GOAL OF THE EXERCISE
Write the data below out exactly as it stands. Do not include the pictures.

::::::::

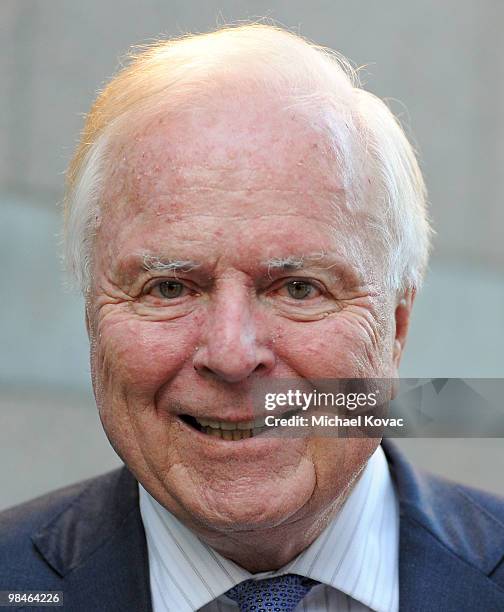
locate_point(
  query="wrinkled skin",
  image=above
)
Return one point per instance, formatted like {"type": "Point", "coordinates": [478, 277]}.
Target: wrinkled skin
{"type": "Point", "coordinates": [229, 190]}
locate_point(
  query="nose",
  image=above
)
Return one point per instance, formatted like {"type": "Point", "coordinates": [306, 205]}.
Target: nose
{"type": "Point", "coordinates": [234, 342]}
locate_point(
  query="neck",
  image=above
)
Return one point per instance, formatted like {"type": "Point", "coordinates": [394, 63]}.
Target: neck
{"type": "Point", "coordinates": [269, 549]}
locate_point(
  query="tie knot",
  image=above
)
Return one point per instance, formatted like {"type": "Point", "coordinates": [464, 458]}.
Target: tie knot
{"type": "Point", "coordinates": [280, 594]}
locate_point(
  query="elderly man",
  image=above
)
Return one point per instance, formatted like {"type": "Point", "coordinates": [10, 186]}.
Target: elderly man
{"type": "Point", "coordinates": [238, 212]}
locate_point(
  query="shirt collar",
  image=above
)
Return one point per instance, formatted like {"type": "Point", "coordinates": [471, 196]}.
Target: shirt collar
{"type": "Point", "coordinates": [357, 553]}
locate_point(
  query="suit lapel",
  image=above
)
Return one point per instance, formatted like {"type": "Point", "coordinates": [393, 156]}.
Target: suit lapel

::::::::

TASK OUTPUT
locate_point(
  query="wrinkled skin",
  image=above
)
Return one point per instance, formatted like {"type": "Point", "coordinates": [478, 277]}.
Target: wrinkled skin
{"type": "Point", "coordinates": [229, 190]}
locate_point(
  query="nose",
  image=above
)
Return one point per instance, formatted like {"type": "Point", "coordinates": [306, 205]}.
Target: nose
{"type": "Point", "coordinates": [234, 342]}
locate_point(
  query="neck",
  image=above
)
Return one point per instance, formatted like {"type": "Point", "coordinates": [394, 63]}.
Target: neck
{"type": "Point", "coordinates": [269, 549]}
locate_point(
  query="tie knot",
  image=above
)
Return one point per instance, formatted like {"type": "Point", "coordinates": [464, 458]}.
Target: tie knot
{"type": "Point", "coordinates": [280, 594]}
locate_point(
  query="elderly man",
  image=above
)
Return one point per instance, formatted like {"type": "Point", "coordinates": [10, 186]}.
Target: elderly man
{"type": "Point", "coordinates": [238, 212]}
locate_point(
  query="shirt collar",
  image=above
)
Return one point per instance, formatted like {"type": "Point", "coordinates": [471, 196]}.
Target: shirt collar
{"type": "Point", "coordinates": [357, 553]}
locate_point(
  query="suit lapel",
  image=above
)
Return one point per instance, formatted like {"type": "Point", "coordinates": [393, 156]}.
Target: suit lapel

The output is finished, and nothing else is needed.